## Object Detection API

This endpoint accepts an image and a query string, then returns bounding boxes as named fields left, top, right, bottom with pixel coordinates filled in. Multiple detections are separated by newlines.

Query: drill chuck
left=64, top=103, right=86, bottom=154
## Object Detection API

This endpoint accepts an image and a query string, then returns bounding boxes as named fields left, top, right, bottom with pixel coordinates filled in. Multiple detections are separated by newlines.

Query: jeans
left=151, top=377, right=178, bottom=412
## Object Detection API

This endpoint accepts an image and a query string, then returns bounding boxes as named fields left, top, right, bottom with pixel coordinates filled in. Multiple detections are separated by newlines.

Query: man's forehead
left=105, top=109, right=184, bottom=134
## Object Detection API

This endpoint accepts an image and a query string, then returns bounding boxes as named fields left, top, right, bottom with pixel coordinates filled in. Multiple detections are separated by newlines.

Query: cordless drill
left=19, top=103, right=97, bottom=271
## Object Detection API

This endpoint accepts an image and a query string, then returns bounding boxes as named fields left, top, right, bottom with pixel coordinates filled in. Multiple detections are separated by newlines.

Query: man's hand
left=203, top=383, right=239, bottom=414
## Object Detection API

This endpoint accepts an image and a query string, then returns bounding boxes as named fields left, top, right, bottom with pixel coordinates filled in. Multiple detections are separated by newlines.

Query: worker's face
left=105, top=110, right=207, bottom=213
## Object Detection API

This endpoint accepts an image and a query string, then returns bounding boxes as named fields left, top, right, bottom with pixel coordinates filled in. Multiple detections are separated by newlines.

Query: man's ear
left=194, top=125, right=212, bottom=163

Written problem: Retype all seven items above verbatim, line for line, from the first heading through the final bounding box.

Exercise response:
## Object Detection API

This endpoint accepts an image and a query string, then returns bounding boxes as named fields left, top, right, bottom with pixel coordinates filled in. Multiple detections are separated by newlines.

Query: drill chuck
left=64, top=103, right=86, bottom=154
## Object Detection API

This endpoint accepts an image and a query string, then returns bounding boxes as named fields left, top, right, bottom with pixel coordinates filled in. Multiple detections are separated by newlines.

Query: jeans
left=151, top=377, right=178, bottom=412
## Object Detection API

This endpoint accepts an image and a query string, then returns bounding boxes as named fields left, top, right, bottom with pixel coordinates filled in. Multiple detections are separated by newlines.

Query: man's forehead
left=105, top=109, right=184, bottom=134
## Object Detection API

This endpoint accepts an image and a query string, then returns bounding boxes as named fields left, top, right, bottom with pixel coordinates filled in. Multiple detections are separated by newlines.

Query: cordless drill
left=19, top=103, right=97, bottom=271
## Object Detection API

This endpoint accepts an image and a query string, then returns bounding boxes as named fields left, top, right, bottom with pixel coordinates filled in. Multiple detections are separated by newlines.

Query: man's hand
left=203, top=383, right=239, bottom=414
## Object Detection API

This endpoint accepts an image and a query string, then returns bounding boxes as named fields left, top, right, bottom with pixel coordinates filled in. Multiple detections are separated by newlines.

Query: worker's face
left=105, top=110, right=207, bottom=213
## Object Detection API

This endpoint accepts an image and a query string, then returns bounding boxes as named fields left, top, right, bottom with pixel coordinates filled in. Multiple detections are separated by newlines.

Query: man's ear
left=194, top=125, right=212, bottom=163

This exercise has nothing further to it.